• **Problem statement**: All of these records need to be duplicated exactly.

____ The records

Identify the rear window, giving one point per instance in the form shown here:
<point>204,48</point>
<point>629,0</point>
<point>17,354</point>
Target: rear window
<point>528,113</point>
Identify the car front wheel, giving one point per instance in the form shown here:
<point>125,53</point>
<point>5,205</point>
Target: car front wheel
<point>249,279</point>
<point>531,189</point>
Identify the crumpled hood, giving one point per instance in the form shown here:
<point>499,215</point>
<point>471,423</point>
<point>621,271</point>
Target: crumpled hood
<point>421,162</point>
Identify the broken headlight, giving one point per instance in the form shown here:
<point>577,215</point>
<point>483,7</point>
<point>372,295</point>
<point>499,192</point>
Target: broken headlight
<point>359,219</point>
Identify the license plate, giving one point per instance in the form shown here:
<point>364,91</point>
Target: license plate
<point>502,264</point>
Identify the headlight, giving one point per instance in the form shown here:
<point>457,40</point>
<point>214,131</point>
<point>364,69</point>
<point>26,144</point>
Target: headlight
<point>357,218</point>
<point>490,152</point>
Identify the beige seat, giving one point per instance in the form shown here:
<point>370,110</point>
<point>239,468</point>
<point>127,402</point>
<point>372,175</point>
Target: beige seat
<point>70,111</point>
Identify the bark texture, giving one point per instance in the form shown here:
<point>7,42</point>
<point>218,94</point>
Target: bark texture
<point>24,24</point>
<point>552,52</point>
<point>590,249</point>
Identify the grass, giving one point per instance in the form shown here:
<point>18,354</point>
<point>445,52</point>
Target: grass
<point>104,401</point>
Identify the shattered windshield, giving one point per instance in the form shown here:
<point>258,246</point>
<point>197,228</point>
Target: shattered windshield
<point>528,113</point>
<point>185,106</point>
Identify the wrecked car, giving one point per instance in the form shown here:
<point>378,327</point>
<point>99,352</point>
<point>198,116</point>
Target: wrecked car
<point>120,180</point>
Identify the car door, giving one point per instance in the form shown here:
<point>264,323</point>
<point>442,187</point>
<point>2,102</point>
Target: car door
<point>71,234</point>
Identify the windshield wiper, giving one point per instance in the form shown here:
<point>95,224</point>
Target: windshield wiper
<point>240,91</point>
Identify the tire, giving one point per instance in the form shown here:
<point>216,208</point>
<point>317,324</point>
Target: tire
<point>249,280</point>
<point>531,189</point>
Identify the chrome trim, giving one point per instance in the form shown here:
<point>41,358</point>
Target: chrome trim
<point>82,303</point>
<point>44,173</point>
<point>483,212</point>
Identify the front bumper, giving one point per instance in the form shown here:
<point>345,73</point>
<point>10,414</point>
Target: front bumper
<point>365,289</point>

________

• **Reply to the task**:
Identify the rear window, giving one point per instance in the form shown here:
<point>204,48</point>
<point>629,0</point>
<point>17,354</point>
Target: rear window
<point>528,113</point>
Identify the car front wheel, giving one point per instance in the form shown here:
<point>125,53</point>
<point>5,205</point>
Target: car front wheel
<point>249,279</point>
<point>531,189</point>
Identify the crumpled hood, giving one point per instance in the form shown here:
<point>499,215</point>
<point>471,423</point>
<point>621,271</point>
Target: crumpled hood
<point>421,162</point>
Identify the broken headlight, giving one point per instance in the form shown here:
<point>577,215</point>
<point>483,7</point>
<point>372,295</point>
<point>499,192</point>
Target: broken headlight
<point>359,219</point>
Identify the license plate, giving one point per instance in the form shown here:
<point>364,91</point>
Target: license plate
<point>502,264</point>
Identify the headlight, giving one point per instance in the form shown here:
<point>457,40</point>
<point>214,131</point>
<point>364,69</point>
<point>26,144</point>
Target: headlight
<point>357,218</point>
<point>490,152</point>
Identify the beige seat, giving one point per instance in the form shown here:
<point>370,110</point>
<point>239,468</point>
<point>127,402</point>
<point>372,175</point>
Target: beige seat
<point>70,111</point>
Identify the bark texture, giving one point per instance in the form shown here:
<point>7,42</point>
<point>218,94</point>
Target: bark texture
<point>24,24</point>
<point>552,52</point>
<point>590,249</point>
Identify the grass, giving one point per instance in the form shown here:
<point>18,354</point>
<point>445,52</point>
Target: grass
<point>104,401</point>
Identify the shattered windshield, giving one point per instance in the form shown here:
<point>258,246</point>
<point>197,228</point>
Target: shattered windshield
<point>528,113</point>
<point>185,106</point>
Identify the wrecked car, giving one point per instance in the form shown here:
<point>378,327</point>
<point>99,352</point>
<point>198,116</point>
Target: wrecked car
<point>120,180</point>
Identify the car door, giving one point per instance in the form shown here:
<point>264,323</point>
<point>442,187</point>
<point>2,102</point>
Target: car door
<point>71,234</point>
Identify the windshield wiper, giving one point per instance in the form shown here:
<point>95,224</point>
Target: windshield wiper
<point>240,91</point>
Identify the tire, giving one point per instance in the form shown here:
<point>216,208</point>
<point>317,324</point>
Target: tire
<point>249,280</point>
<point>531,189</point>
Identify the chrome trim, giving one point per instance in the form shown here:
<point>41,358</point>
Target: chrome trim
<point>82,303</point>
<point>44,173</point>
<point>483,212</point>
Identify the front bumper, giving one point per instance in the form shown here:
<point>345,73</point>
<point>10,414</point>
Target: front bumper
<point>365,289</point>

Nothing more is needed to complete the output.